BEGIN SUPPLIED DATA

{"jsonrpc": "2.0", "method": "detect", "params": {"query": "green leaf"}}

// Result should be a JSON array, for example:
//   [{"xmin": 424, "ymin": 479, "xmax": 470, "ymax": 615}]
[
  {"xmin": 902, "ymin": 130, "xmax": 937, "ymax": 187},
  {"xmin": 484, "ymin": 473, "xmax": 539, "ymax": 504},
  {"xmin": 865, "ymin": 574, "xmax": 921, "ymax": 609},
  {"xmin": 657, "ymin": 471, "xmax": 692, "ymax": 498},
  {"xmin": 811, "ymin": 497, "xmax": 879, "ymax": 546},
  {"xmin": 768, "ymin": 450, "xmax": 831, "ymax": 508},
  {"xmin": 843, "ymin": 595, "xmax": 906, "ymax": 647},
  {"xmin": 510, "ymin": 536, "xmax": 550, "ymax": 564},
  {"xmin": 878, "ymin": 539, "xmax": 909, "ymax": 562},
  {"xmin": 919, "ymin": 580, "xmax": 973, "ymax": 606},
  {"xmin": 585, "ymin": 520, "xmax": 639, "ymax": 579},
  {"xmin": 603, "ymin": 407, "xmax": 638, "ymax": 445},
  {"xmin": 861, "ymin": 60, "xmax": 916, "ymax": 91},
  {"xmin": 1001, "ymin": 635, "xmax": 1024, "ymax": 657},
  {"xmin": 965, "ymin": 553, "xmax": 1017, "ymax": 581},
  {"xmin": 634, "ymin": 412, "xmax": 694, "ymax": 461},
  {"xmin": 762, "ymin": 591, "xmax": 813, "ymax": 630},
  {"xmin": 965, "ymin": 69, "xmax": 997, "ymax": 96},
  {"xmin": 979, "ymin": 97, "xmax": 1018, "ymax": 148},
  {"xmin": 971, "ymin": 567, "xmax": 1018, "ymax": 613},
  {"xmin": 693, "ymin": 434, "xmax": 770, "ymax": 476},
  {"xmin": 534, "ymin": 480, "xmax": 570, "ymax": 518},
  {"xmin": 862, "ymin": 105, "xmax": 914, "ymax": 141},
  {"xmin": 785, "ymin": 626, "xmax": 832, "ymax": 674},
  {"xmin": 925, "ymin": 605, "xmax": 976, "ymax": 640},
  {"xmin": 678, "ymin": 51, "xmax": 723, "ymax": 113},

END SUPPLIED DATA

PROBLEM DESCRIPTION:
Transcribe every record exactly, keeping each line as it is.

SOLVED EXERCISE:
{"jsonrpc": "2.0", "method": "detect", "params": {"query": "green leaf"}}

// Result should be a JSON array, for example:
//   [{"xmin": 424, "ymin": 479, "xmax": 470, "ymax": 615}]
[
  {"xmin": 902, "ymin": 130, "xmax": 937, "ymax": 187},
  {"xmin": 484, "ymin": 473, "xmax": 539, "ymax": 504},
  {"xmin": 865, "ymin": 574, "xmax": 921, "ymax": 609},
  {"xmin": 657, "ymin": 471, "xmax": 692, "ymax": 498},
  {"xmin": 811, "ymin": 497, "xmax": 879, "ymax": 546},
  {"xmin": 768, "ymin": 450, "xmax": 831, "ymax": 508},
  {"xmin": 843, "ymin": 595, "xmax": 906, "ymax": 647},
  {"xmin": 510, "ymin": 536, "xmax": 550, "ymax": 564},
  {"xmin": 878, "ymin": 539, "xmax": 909, "ymax": 562},
  {"xmin": 919, "ymin": 580, "xmax": 973, "ymax": 606},
  {"xmin": 585, "ymin": 520, "xmax": 639, "ymax": 579},
  {"xmin": 603, "ymin": 407, "xmax": 638, "ymax": 445},
  {"xmin": 861, "ymin": 60, "xmax": 916, "ymax": 91},
  {"xmin": 1001, "ymin": 635, "xmax": 1024, "ymax": 657},
  {"xmin": 965, "ymin": 553, "xmax": 1017, "ymax": 581},
  {"xmin": 634, "ymin": 412, "xmax": 694, "ymax": 461},
  {"xmin": 762, "ymin": 591, "xmax": 813, "ymax": 630},
  {"xmin": 965, "ymin": 69, "xmax": 997, "ymax": 96},
  {"xmin": 979, "ymin": 97, "xmax": 1018, "ymax": 148},
  {"xmin": 971, "ymin": 567, "xmax": 1018, "ymax": 613},
  {"xmin": 693, "ymin": 434, "xmax": 770, "ymax": 476},
  {"xmin": 534, "ymin": 480, "xmax": 570, "ymax": 518},
  {"xmin": 862, "ymin": 105, "xmax": 914, "ymax": 141},
  {"xmin": 785, "ymin": 626, "xmax": 832, "ymax": 674},
  {"xmin": 925, "ymin": 605, "xmax": 976, "ymax": 640},
  {"xmin": 678, "ymin": 51, "xmax": 723, "ymax": 113},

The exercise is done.